SUPPLIED MATERIAL =
================

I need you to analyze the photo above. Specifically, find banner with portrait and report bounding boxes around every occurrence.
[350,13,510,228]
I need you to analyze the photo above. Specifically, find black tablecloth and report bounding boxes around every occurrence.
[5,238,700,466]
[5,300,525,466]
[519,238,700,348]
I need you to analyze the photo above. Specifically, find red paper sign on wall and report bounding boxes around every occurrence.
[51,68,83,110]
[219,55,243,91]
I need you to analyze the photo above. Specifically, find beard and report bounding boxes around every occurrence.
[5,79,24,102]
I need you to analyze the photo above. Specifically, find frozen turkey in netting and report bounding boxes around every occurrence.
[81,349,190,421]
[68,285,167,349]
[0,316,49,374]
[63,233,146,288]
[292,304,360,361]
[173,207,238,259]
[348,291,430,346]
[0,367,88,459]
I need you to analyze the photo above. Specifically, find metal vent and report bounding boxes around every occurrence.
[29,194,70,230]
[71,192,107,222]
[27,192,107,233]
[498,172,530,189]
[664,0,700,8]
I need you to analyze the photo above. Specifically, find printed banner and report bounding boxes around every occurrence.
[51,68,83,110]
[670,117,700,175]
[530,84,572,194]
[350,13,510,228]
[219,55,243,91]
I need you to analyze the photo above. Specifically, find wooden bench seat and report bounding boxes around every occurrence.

================

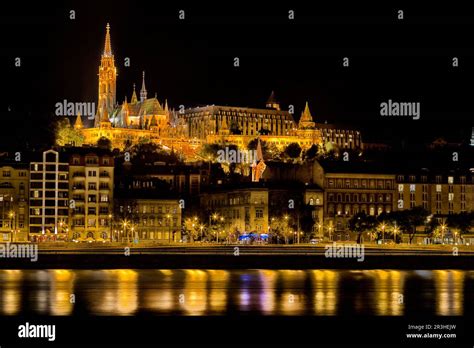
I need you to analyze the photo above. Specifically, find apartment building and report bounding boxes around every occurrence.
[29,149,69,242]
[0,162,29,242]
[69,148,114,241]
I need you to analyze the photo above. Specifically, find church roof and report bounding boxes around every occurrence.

================

TASK OBJECTIVE = Arrange the records from the line with "I need you to analyze the photo above. Specifically, find banner" to the line with "[519,238,700,348]", including both of those lines, as a Markdown table with the columns Row and Text. Number each row and leave out any blank lines.

SOLUTION TO THE PROBLEM =
| Row | Text |
|---|---|
| 1 | I need you to analyze the photo above. Specifically, find banner with portrait and report bounding boxes around every occurrence. |
| 2 | [350,13,510,228] |
| 3 | I need you to analyze the photo above. Specifically, find black tablecloth and report bounding boxes around every occurrence. |
| 4 | [5,238,700,466] |
| 5 | [5,300,525,466] |
| 6 | [519,238,700,348] |